- **DOCUMENT PASSAGE**

■ ■ ■ ■ ■ ■ ■

Now, remember how I said we were preparing our sons for situations such as this? We told him that if he should feel his anxiety starts to heighten, the best thing for him to do would be to walk away from the situation altogether. Here our son was taking our advice and putting them into action. This was progress. But even this small victory was overshadowed with a lack of empathy and understanding from the administration and half-truths against my son.
You see, when we arrived the principal never made mention that the officer laying his hands on our son – just that our son had laid his hands on the adult officer. When we asked what gives the officer the right to touch our son, he couldn’t answer us. He kept saying our son should have never touched him. When I asked to see the interaction sheet and noticed that he did not sign it, I was informed that it was not given to him to sign because he was a sub and someone in the office forgot to give it to him.
We left that day and our son receiving 10 days of suspensions, pending a hearing to see if his behavior was a manifestation of his disability. Thankfully because of my due diligence to get my son an IEP and protect him under IDEA, it was founded that his behavior was a manifestation of his disability and the suspension was wiped from his record.

■ ■ ■ ■ ■ ■ ■

- **TASKS TO CARRY OUT**
**A.** In the passage about the son's suspension, how many days of suspension did the son receive?
**B.** Reproduce the suspension passage word for word, from "You see, when" up to and including "from his record.".

■ ■ ■ ■ ■ ■ ■

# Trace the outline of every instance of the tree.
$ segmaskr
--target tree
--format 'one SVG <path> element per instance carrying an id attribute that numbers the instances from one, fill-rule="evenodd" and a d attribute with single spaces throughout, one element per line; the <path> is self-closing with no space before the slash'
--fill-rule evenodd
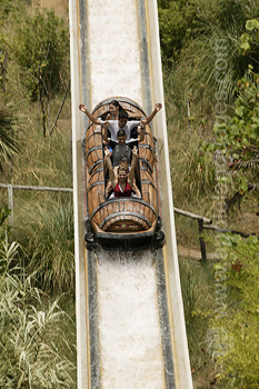
<path id="1" fill-rule="evenodd" d="M 32 101 L 39 100 L 46 137 L 51 97 L 61 91 L 69 79 L 68 29 L 53 11 L 27 14 L 18 27 L 13 49 L 24 72 L 29 96 Z"/>

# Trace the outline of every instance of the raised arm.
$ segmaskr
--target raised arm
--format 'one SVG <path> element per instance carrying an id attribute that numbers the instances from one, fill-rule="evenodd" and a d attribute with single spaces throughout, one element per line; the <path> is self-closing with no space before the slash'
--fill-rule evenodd
<path id="1" fill-rule="evenodd" d="M 111 164 L 110 151 L 108 150 L 107 147 L 104 148 L 104 154 L 106 154 L 107 167 L 109 169 L 109 178 L 111 180 L 112 188 L 114 189 L 114 187 L 117 184 L 117 179 L 116 179 L 116 174 L 114 174 L 114 171 L 113 171 L 112 164 Z"/>
<path id="2" fill-rule="evenodd" d="M 80 111 L 87 114 L 87 117 L 93 122 L 93 124 L 101 124 L 100 120 L 97 119 L 93 114 L 91 114 L 91 112 L 89 112 L 84 104 L 79 104 L 79 109 Z"/>
<path id="3" fill-rule="evenodd" d="M 102 137 L 103 137 L 103 140 L 109 143 L 109 139 L 108 139 L 108 127 L 109 127 L 109 123 L 108 121 L 106 121 L 103 124 L 102 124 L 102 128 L 103 128 L 103 133 L 102 133 Z"/>
<path id="4" fill-rule="evenodd" d="M 135 181 L 135 168 L 136 168 L 137 160 L 138 160 L 138 149 L 135 146 L 132 150 L 132 161 L 131 161 L 130 172 L 128 177 L 128 182 L 131 187 L 133 186 L 133 181 Z"/>
<path id="5" fill-rule="evenodd" d="M 145 130 L 146 130 L 146 123 L 142 123 L 138 126 L 138 142 L 142 142 L 145 139 Z"/>
<path id="6" fill-rule="evenodd" d="M 162 104 L 160 102 L 157 102 L 156 106 L 155 106 L 155 110 L 152 111 L 152 113 L 147 118 L 145 119 L 145 123 L 146 124 L 149 124 L 151 120 L 153 120 L 153 118 L 156 117 L 156 114 L 160 111 L 160 109 L 162 108 Z"/>

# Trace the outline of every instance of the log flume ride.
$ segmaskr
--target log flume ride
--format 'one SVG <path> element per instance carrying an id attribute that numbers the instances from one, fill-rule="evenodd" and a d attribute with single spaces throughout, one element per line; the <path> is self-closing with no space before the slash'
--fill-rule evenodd
<path id="1" fill-rule="evenodd" d="M 97 118 L 106 118 L 107 98 L 93 109 Z M 130 120 L 146 118 L 143 109 L 129 98 L 116 97 L 123 109 L 131 111 Z M 137 134 L 137 128 L 131 137 Z M 90 122 L 82 141 L 84 158 L 84 223 L 87 248 L 92 250 L 98 242 L 104 249 L 140 249 L 149 245 L 161 246 L 165 233 L 161 230 L 158 154 L 156 138 L 150 126 L 146 126 L 145 139 L 138 143 L 139 162 L 136 183 L 141 192 L 138 197 L 110 199 L 106 193 L 103 137 L 99 126 Z"/>

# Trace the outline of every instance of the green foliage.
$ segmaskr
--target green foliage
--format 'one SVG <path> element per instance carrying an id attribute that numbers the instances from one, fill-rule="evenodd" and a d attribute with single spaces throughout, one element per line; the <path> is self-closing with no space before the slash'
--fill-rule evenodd
<path id="1" fill-rule="evenodd" d="M 165 62 L 176 62 L 197 24 L 196 9 L 182 0 L 158 1 L 160 42 Z"/>
<path id="2" fill-rule="evenodd" d="M 32 206 L 31 206 L 32 207 Z M 72 201 L 38 205 L 23 210 L 22 229 L 16 231 L 30 258 L 28 271 L 43 290 L 74 291 Z"/>
<path id="3" fill-rule="evenodd" d="M 41 291 L 31 277 L 12 267 L 18 245 L 4 241 L 0 250 L 0 387 L 71 388 L 76 367 L 60 330 L 67 321 L 58 301 L 43 307 Z M 62 356 L 70 349 L 70 359 Z"/>
<path id="4" fill-rule="evenodd" d="M 0 104 L 0 171 L 3 162 L 12 161 L 18 151 L 16 118 L 10 109 Z"/>
<path id="5" fill-rule="evenodd" d="M 259 3 L 178 0 L 160 1 L 159 4 L 163 62 L 175 64 L 169 69 L 180 81 L 180 87 L 179 81 L 175 86 L 177 103 L 183 106 L 186 96 L 182 98 L 182 91 L 185 94 L 190 91 L 193 104 L 202 93 L 203 101 L 210 107 L 217 102 L 216 93 L 222 89 L 225 100 L 231 102 L 235 86 L 245 76 L 248 64 L 252 64 L 256 72 L 259 70 L 258 44 L 253 46 L 253 56 L 243 56 L 239 44 L 247 19 L 259 16 Z"/>
<path id="6" fill-rule="evenodd" d="M 221 345 L 218 379 L 223 388 L 258 388 L 259 240 L 222 235 L 219 245 L 223 252 L 219 266 L 225 269 L 225 277 L 219 282 L 226 290 L 226 313 L 218 316 L 213 325 L 221 333 L 228 333 L 231 342 L 228 348 Z"/>
<path id="7" fill-rule="evenodd" d="M 215 142 L 207 142 L 200 163 L 219 152 L 225 159 L 225 179 L 231 177 L 235 191 L 245 194 L 249 186 L 257 184 L 259 167 L 259 73 L 250 66 L 248 76 L 237 84 L 232 117 L 218 117 L 213 127 Z M 227 107 L 225 104 L 225 107 Z M 223 177 L 222 177 L 223 179 Z"/>
<path id="8" fill-rule="evenodd" d="M 32 100 L 61 90 L 69 78 L 69 36 L 62 19 L 52 11 L 27 14 L 13 49 Z"/>

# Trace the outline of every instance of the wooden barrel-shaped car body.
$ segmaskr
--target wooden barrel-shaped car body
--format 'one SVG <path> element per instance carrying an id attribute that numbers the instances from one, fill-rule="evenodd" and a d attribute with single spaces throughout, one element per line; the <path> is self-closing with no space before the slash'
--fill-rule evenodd
<path id="1" fill-rule="evenodd" d="M 97 118 L 106 117 L 109 103 L 118 100 L 123 109 L 130 113 L 129 120 L 146 118 L 142 108 L 128 98 L 109 98 L 101 101 L 92 111 Z M 137 133 L 137 132 L 136 132 Z M 159 233 L 159 193 L 158 193 L 158 167 L 156 158 L 155 138 L 151 128 L 146 126 L 145 139 L 138 143 L 138 187 L 141 198 L 124 197 L 112 198 L 106 196 L 107 172 L 104 172 L 104 152 L 102 129 L 89 122 L 86 132 L 84 152 L 84 189 L 86 189 L 86 213 L 87 226 L 86 241 L 88 249 L 96 241 L 102 246 L 121 247 L 119 241 L 131 242 L 131 246 L 145 246 Z M 112 241 L 112 245 L 108 242 Z M 138 245 L 139 243 L 139 245 Z"/>

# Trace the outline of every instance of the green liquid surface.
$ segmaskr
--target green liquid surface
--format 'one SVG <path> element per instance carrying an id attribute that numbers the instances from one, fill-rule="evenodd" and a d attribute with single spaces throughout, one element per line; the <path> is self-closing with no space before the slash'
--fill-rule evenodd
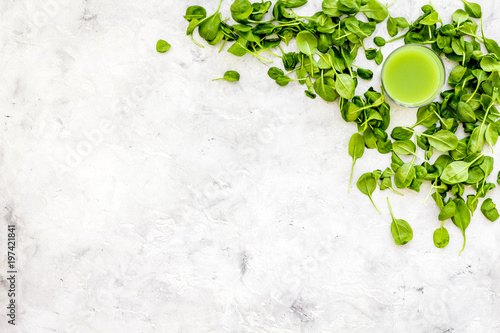
<path id="1" fill-rule="evenodd" d="M 408 45 L 394 51 L 384 63 L 382 83 L 387 94 L 407 106 L 432 101 L 443 86 L 439 57 L 424 46 Z"/>

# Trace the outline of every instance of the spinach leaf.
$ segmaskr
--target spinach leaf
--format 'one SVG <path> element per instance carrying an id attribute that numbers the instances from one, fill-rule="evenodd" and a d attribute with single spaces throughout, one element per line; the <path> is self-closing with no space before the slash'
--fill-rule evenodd
<path id="1" fill-rule="evenodd" d="M 491 198 L 488 198 L 483 201 L 481 205 L 481 213 L 490 221 L 496 221 L 499 217 L 498 210 L 496 205 L 493 203 Z"/>
<path id="2" fill-rule="evenodd" d="M 285 8 L 297 8 L 305 5 L 307 0 L 281 0 Z"/>
<path id="3" fill-rule="evenodd" d="M 397 188 L 406 188 L 410 186 L 411 182 L 415 178 L 416 172 L 413 167 L 413 163 L 415 162 L 415 157 L 411 162 L 404 163 L 401 167 L 396 171 L 396 175 L 394 176 L 394 184 Z"/>
<path id="4" fill-rule="evenodd" d="M 322 4 L 323 13 L 330 17 L 340 17 L 342 12 L 337 6 L 337 0 L 323 0 Z"/>
<path id="5" fill-rule="evenodd" d="M 248 0 L 234 0 L 231 5 L 231 17 L 236 22 L 244 23 L 252 14 L 254 8 Z"/>
<path id="6" fill-rule="evenodd" d="M 367 195 L 368 198 L 370 198 L 370 201 L 372 202 L 373 207 L 375 207 L 377 212 L 380 213 L 380 211 L 378 210 L 377 206 L 375 205 L 375 203 L 373 202 L 373 199 L 372 199 L 372 194 L 375 191 L 375 189 L 377 188 L 377 181 L 375 180 L 375 177 L 373 177 L 373 174 L 371 172 L 367 172 L 367 173 L 364 173 L 363 175 L 361 175 L 361 177 L 359 177 L 359 179 L 356 183 L 356 186 L 361 191 L 361 193 Z M 382 214 L 382 213 L 380 213 L 380 214 Z"/>
<path id="7" fill-rule="evenodd" d="M 432 238 L 434 240 L 434 245 L 439 249 L 446 247 L 450 242 L 450 234 L 443 226 L 434 231 Z"/>
<path id="8" fill-rule="evenodd" d="M 215 14 L 203 19 L 199 25 L 198 33 L 200 34 L 200 37 L 205 39 L 207 42 L 214 40 L 219 33 L 222 23 L 221 14 L 219 12 L 221 4 L 222 0 L 219 3 L 219 7 L 217 8 Z"/>
<path id="9" fill-rule="evenodd" d="M 308 56 L 315 54 L 318 50 L 318 40 L 316 36 L 307 30 L 299 32 L 296 36 L 296 41 L 300 52 Z"/>
<path id="10" fill-rule="evenodd" d="M 226 80 L 226 81 L 239 81 L 240 80 L 240 73 L 236 71 L 227 71 L 224 73 L 224 76 L 218 79 L 213 79 L 212 81 L 218 81 L 218 80 Z"/>
<path id="11" fill-rule="evenodd" d="M 194 19 L 201 21 L 205 17 L 207 17 L 207 11 L 201 6 L 189 6 L 186 9 L 186 15 L 184 15 L 184 18 L 188 21 Z"/>
<path id="12" fill-rule="evenodd" d="M 331 77 L 321 75 L 314 82 L 314 91 L 327 102 L 334 102 L 337 99 L 335 80 Z"/>
<path id="13" fill-rule="evenodd" d="M 408 222 L 394 217 L 389 198 L 387 198 L 387 204 L 389 205 L 389 210 L 391 212 L 391 233 L 394 238 L 394 242 L 396 245 L 405 245 L 413 239 L 413 230 Z"/>
<path id="14" fill-rule="evenodd" d="M 451 151 L 457 148 L 458 138 L 455 134 L 447 130 L 440 130 L 433 135 L 425 135 L 429 144 L 439 151 Z"/>
<path id="15" fill-rule="evenodd" d="M 167 52 L 168 50 L 170 50 L 170 47 L 170 44 L 163 39 L 158 40 L 158 42 L 156 43 L 156 51 L 160 53 Z"/>
<path id="16" fill-rule="evenodd" d="M 335 90 L 340 97 L 351 99 L 354 97 L 356 84 L 352 77 L 348 74 L 338 74 L 337 81 L 335 81 Z"/>
<path id="17" fill-rule="evenodd" d="M 481 18 L 481 6 L 474 2 L 468 2 L 466 0 L 462 0 L 465 6 L 465 11 L 474 18 Z"/>
<path id="18" fill-rule="evenodd" d="M 389 15 L 387 7 L 377 0 L 369 0 L 366 5 L 361 7 L 361 12 L 363 12 L 368 19 L 372 19 L 377 23 L 382 22 Z"/>
<path id="19" fill-rule="evenodd" d="M 465 229 L 467 229 L 467 227 L 470 224 L 471 214 L 469 207 L 467 207 L 465 201 L 462 198 L 456 198 L 453 201 L 455 202 L 457 208 L 456 208 L 456 214 L 451 218 L 451 220 L 460 230 L 462 230 L 462 235 L 464 236 L 464 245 L 460 250 L 460 253 L 462 253 L 466 243 Z"/>

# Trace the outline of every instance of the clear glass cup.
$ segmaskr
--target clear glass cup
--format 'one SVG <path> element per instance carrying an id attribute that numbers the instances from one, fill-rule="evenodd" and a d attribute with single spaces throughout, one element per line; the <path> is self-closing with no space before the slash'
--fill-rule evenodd
<path id="1" fill-rule="evenodd" d="M 395 49 L 382 65 L 384 92 L 405 107 L 421 107 L 432 102 L 441 92 L 445 78 L 443 60 L 420 44 Z"/>

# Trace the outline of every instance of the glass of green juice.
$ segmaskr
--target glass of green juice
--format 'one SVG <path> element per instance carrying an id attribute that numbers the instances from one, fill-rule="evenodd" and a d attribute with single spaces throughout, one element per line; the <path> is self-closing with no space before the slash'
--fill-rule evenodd
<path id="1" fill-rule="evenodd" d="M 432 102 L 445 80 L 444 64 L 433 50 L 408 44 L 394 50 L 382 66 L 382 87 L 397 104 L 420 107 Z"/>

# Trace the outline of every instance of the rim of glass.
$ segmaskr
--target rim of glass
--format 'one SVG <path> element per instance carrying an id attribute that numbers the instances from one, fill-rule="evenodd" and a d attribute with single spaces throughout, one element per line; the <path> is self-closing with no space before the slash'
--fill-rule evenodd
<path id="1" fill-rule="evenodd" d="M 431 53 L 433 53 L 437 59 L 439 59 L 439 62 L 438 62 L 438 66 L 441 66 L 441 68 L 443 69 L 443 79 L 442 79 L 442 82 L 441 82 L 441 85 L 439 86 L 438 89 L 436 89 L 436 92 L 434 93 L 434 95 L 430 96 L 429 99 L 427 99 L 425 102 L 421 103 L 421 104 L 405 104 L 401 101 L 398 101 L 396 99 L 394 99 L 391 94 L 385 89 L 385 86 L 384 86 L 384 69 L 385 69 L 385 65 L 387 64 L 387 61 L 391 58 L 391 56 L 396 53 L 396 51 L 402 49 L 402 48 L 405 48 L 405 47 L 408 47 L 408 46 L 418 46 L 418 47 L 422 47 L 428 51 L 431 51 Z M 431 49 L 430 47 L 427 47 L 425 45 L 422 45 L 422 44 L 405 44 L 405 45 L 401 45 L 399 47 L 397 47 L 396 49 L 394 49 L 390 54 L 389 56 L 387 56 L 387 58 L 385 59 L 384 61 L 384 64 L 382 65 L 382 71 L 381 71 L 381 75 L 380 75 L 380 81 L 382 83 L 382 89 L 384 89 L 384 93 L 387 94 L 387 96 L 389 96 L 389 98 L 394 102 L 396 103 L 397 105 L 400 105 L 400 106 L 404 106 L 404 107 L 407 107 L 407 108 L 419 108 L 419 107 L 422 107 L 422 106 L 425 106 L 429 103 L 432 103 L 438 96 L 439 94 L 441 93 L 441 90 L 443 89 L 443 86 L 446 82 L 446 67 L 444 66 L 444 62 L 443 62 L 443 59 L 441 59 L 441 57 L 439 56 L 439 54 L 437 54 L 436 51 L 434 51 L 433 49 Z"/>

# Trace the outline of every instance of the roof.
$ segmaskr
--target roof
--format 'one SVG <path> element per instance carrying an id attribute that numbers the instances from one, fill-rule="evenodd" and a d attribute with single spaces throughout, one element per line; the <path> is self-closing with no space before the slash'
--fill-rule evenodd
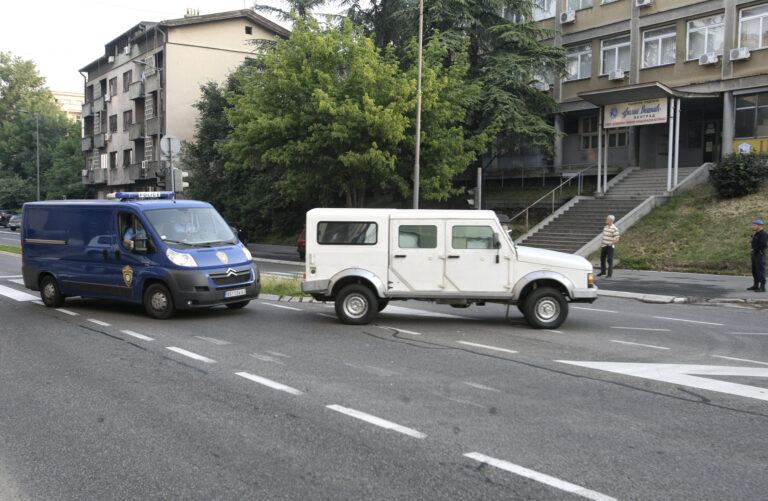
<path id="1" fill-rule="evenodd" d="M 717 94 L 703 94 L 699 92 L 683 92 L 672 89 L 660 82 L 650 82 L 637 85 L 625 85 L 610 89 L 592 90 L 579 93 L 584 101 L 596 106 L 609 104 L 628 103 L 635 101 L 647 101 L 662 97 L 678 97 L 683 99 L 718 97 Z"/>

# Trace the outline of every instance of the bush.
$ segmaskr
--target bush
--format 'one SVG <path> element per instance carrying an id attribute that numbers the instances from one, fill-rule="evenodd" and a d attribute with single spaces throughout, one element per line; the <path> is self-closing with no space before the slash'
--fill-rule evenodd
<path id="1" fill-rule="evenodd" d="M 734 154 L 725 157 L 709 172 L 712 184 L 721 198 L 737 198 L 760 190 L 768 175 L 768 155 Z"/>

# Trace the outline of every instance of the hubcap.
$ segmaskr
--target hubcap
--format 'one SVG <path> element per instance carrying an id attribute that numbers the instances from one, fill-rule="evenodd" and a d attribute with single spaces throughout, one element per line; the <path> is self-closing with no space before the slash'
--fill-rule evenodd
<path id="1" fill-rule="evenodd" d="M 344 300 L 344 312 L 353 318 L 360 318 L 368 311 L 368 302 L 359 294 L 347 296 Z"/>

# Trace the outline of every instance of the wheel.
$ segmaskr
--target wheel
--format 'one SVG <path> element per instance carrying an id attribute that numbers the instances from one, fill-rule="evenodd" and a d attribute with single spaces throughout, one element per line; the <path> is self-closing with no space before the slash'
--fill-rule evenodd
<path id="1" fill-rule="evenodd" d="M 64 304 L 64 296 L 59 291 L 59 284 L 51 275 L 46 275 L 40 280 L 40 297 L 43 304 L 51 308 L 57 308 Z"/>
<path id="2" fill-rule="evenodd" d="M 344 324 L 364 325 L 377 313 L 378 300 L 364 285 L 347 285 L 336 296 L 336 316 Z"/>
<path id="3" fill-rule="evenodd" d="M 568 303 L 557 289 L 540 287 L 525 298 L 523 315 L 535 329 L 557 329 L 568 317 Z"/>
<path id="4" fill-rule="evenodd" d="M 175 311 L 171 292 L 163 284 L 152 284 L 144 291 L 144 311 L 152 318 L 170 318 Z"/>

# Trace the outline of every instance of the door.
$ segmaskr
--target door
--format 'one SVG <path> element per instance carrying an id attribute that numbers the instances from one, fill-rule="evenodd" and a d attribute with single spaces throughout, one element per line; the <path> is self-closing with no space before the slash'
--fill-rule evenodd
<path id="1" fill-rule="evenodd" d="M 442 291 L 445 222 L 393 219 L 389 234 L 388 290 L 395 294 Z"/>
<path id="2" fill-rule="evenodd" d="M 446 224 L 445 290 L 493 295 L 509 293 L 510 252 L 499 229 L 488 220 Z M 496 237 L 494 238 L 494 234 Z"/>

■ ■ ■ ■ ■ ■ ■

- **TASK-BY-TASK SOLUTIONS**
**A.** He received 10 days of suspensions, pending a hearing.

**B.**
You see, when we arrived the principal never made mention that the officer laying his hands on our son – just that our son had laid his hands on the adult officer. When we asked what gives the officer the right to touch our son, he couldn’t answer us. He kept saying our son should have never touched him. When I asked to see the interaction sheet and noticed that he did not sign it, I was informed that it was not given to him to sign because he was a sub and someone in the office forgot to give it to him.
We left that day and our son receiving 10 days of suspensions, pending a hearing to see if his behavior was a manifestation of his disability. Thankfully because of my due diligence to get my son an IEP and protect him under IDEA, it was founded that his behavior was a manifestation of his disability and the suspension was wiped from his record.